* Exercise brief *
Reproduce word for word the part of the court order on the motion for reconsideration from "On July 30, 2015, Plaintiffs" up to and including "Order, June 9, 2015.".

** Opening Selected text block **

Opinion
CIVIL NO.: 1:13cv314-HSO-RHW
08-06-2015
MEMORANDUM OPINION AND ORDER DENYING [120] MOTION FOR RECONSIDERATION , DISMISSING PLAINTIFFS' CLAIMS AGAINST DEFENDANT ROY HUGH FLEMING AS TIME-BARRED, AND DISMISSING CASE
BEFORE THE COURT is the Motion for Reconsideration [120] filed by Plaintiffs Jesse M. Skinner and Manuel E. Skinner seeking reconsideration of the Court's May 27, 2015, Memorandum Opinion and Order [115] denying Plaintiffs' Motion to Show Cause [112] and dismissing Plaintiffs' claims against Defendants Luis Hawkins and John Bordages Jr. Also before the Court is Plaintiffs' Response [126] to the Court's Order to Show Cause [122] as to why Plaintiffs' claims against Defendant Roy Hugh Fleming for conspiracy and violation of the Racketeer Influenced Corrupt Organization Act, 18 U.S.C. §§ 1961-1968 ("RICO"), should not be dismissed. Having considered Plaintiffs' submissions, the record, and relevant legal authorities, the Court finds that Plaintiffs' Motion for Reconsideration should be denied, Plaintiffs' claims against Defendant Fleming are barred by the applicable statutes of limitation, and this civil action should be dismissed.
On July 30, 2015, Plaintiffs filed correspondence [125] directed to chambers asking the Court to instruct the Clerk of Court to file all of Plaintiffs' "pleadings and requests." The Court observes that Plaintiffs previously made a nearly identical request by way of their June 8, 2015, Motion Seeking Order From the Court to Instruct Clerk of Court to Place All of Plaintiffs['] Filings on the Court Docket [119], which the Court denied by text order on June 9, 2015. To the extent that document [125] was intended as a request for relief from the Court, the request is not properly before the Court, and even if it were, the request would be denied. See Text Only Order, June 9, 2015.
I. BACKGROUND
On February 27, 2015, the Court afforded Plaintiffs Jesse M. Skinner ("Jesse Skinner") and Manuel E. Skinner Jr. (collectively "Plaintiffs") an opportunity to show cause why their claims against Defendants Luis Hawkins and John Bordages Jr. should not be dismissed on grounds that those claims are barred by the applicable statutes of limitation. Mem. Op. and Order 4-6 [105]. Plaintiffs responded by filing a Motion to Show Cause [112] on March 27, 2015. On May 27, 2015, the Court entered its Memorandum Opinion and Order [115] denying Plaintiffs' Motion [112] and finding that Plaintiffs' claims for conspiracy and RICO violations against Defendants Hawkins and Bordages Jr. were time-barred and that neither the "separate accrual rule" nor the "fraudulent concealment doctrine" altered this fact. Mem. Op. and Order 3-5 [115]. On June 10, 2015, Plaintiffs filed a Motion for Reconsideration [120] pursuant to Rule 59(e) of the Federal Rules of Civil Procedure, claiming that the Court's May 27, 2015, Memorandum Opinion and Order [115] misstated facts and reached the wrong result. Mot. for Reconsideration 1-2 [120]. In Plaintiffs' estimation, the Court did not sufficiently appreciate and address their arguments related to the separate accrual rule. Id. at 2-3. Plaintiffs also claim the Court misstated facts related to medical records and the date that evidence from Jesse Skinner's criminal trial was removed from the courthouse. Plaintiffs reurge their argument that both prongs of the fraudulent concealment doctrine are satisfied in this case. Id. at 3-12.

** Closing Selected text block **
** Opening Source data block **

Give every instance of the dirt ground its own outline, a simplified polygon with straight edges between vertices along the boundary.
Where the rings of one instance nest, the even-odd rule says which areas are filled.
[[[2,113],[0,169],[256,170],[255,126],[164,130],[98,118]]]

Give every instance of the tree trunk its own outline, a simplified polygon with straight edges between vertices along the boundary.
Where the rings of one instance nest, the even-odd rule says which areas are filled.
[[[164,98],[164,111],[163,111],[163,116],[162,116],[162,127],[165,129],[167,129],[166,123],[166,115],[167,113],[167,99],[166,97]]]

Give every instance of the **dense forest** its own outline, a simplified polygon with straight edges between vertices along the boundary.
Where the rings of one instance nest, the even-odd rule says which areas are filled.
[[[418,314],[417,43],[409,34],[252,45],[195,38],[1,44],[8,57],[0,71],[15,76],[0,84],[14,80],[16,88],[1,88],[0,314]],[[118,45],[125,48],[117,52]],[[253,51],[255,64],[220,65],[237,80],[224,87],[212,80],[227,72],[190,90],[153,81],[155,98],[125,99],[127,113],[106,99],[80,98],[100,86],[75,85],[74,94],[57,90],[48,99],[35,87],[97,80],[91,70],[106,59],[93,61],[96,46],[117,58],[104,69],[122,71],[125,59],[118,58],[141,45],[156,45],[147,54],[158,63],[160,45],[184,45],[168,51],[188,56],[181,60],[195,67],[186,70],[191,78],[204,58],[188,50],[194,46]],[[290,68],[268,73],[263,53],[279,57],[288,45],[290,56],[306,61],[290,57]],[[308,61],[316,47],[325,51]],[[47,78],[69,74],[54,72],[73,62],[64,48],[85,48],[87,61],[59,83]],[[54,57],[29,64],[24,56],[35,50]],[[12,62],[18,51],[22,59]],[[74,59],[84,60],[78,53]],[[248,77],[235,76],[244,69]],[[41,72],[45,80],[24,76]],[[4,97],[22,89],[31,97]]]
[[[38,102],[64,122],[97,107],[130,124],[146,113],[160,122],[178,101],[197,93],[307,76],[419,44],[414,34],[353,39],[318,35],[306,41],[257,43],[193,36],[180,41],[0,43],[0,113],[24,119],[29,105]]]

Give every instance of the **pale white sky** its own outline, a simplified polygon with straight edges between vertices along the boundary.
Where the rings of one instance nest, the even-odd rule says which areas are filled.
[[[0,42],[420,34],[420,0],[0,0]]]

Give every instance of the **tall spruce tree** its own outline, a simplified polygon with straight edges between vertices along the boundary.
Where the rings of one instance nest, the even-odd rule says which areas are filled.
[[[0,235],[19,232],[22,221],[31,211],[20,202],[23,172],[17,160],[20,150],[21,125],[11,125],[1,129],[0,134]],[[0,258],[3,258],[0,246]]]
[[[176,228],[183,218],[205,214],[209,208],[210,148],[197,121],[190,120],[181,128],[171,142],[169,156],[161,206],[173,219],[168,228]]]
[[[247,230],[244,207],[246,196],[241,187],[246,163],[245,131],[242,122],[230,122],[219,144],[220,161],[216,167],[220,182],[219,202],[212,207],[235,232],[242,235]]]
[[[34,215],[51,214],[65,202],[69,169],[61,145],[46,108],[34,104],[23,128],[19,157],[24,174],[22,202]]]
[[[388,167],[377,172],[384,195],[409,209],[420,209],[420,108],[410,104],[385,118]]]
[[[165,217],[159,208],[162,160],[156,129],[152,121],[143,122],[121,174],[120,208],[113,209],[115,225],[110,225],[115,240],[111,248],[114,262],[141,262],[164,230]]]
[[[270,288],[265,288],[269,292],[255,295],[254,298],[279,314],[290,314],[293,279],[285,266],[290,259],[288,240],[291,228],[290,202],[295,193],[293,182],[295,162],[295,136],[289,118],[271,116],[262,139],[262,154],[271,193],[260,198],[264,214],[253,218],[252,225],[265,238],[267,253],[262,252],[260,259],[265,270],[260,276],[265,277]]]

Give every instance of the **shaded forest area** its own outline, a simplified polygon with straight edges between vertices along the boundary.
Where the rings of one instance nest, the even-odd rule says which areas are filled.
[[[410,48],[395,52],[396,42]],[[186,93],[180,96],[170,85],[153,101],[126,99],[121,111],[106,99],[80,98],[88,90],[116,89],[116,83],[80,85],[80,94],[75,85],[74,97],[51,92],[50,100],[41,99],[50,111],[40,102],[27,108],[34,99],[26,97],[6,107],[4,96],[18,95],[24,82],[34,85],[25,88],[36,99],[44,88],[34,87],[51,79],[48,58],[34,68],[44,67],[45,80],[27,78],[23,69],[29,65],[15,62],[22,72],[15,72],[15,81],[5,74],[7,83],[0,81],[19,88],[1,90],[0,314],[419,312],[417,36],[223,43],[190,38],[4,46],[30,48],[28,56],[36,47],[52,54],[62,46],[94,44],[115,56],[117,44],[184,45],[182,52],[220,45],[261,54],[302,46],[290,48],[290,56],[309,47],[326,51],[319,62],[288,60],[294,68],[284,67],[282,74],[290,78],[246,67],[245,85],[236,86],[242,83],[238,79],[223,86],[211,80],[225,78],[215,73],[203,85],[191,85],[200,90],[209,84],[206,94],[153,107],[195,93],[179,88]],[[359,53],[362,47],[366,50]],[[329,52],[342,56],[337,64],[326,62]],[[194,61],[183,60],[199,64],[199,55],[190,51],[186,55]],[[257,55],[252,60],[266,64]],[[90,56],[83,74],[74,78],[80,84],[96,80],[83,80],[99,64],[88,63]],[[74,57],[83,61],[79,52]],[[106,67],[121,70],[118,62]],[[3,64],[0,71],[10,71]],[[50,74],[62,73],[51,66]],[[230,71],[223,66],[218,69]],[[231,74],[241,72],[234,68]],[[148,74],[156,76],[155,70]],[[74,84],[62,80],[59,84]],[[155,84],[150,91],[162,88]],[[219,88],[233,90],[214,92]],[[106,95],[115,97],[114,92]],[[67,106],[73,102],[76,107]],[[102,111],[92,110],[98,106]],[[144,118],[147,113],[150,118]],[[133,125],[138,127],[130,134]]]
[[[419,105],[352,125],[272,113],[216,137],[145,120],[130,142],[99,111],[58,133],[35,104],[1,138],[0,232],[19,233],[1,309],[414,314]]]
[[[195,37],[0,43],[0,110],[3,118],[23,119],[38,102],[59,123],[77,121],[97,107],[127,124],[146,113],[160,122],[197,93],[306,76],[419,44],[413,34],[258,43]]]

** Closing Source data block **

* Exercise answer *
On July 30, 2015, Plaintiffs filed correspondence [125] directed to chambers asking the Court to instruct the Clerk of Court to file all of Plaintiffs' "pleadings and requests." The Court observes that Plaintiffs previously made a nearly identical request by way of their June 8, 2015, Motion Seeking Order From the Court to Instruct Clerk of Court to Place All of Plaintiffs['] Filings on the Court Docket [119], which the Court denied by text order on June 9, 2015. To the extent that document [125] was intended as a request for relief from the Court, the request is not properly before the Court, and even if it were, the request would be denied. See Text Only Order, June 9, 2015.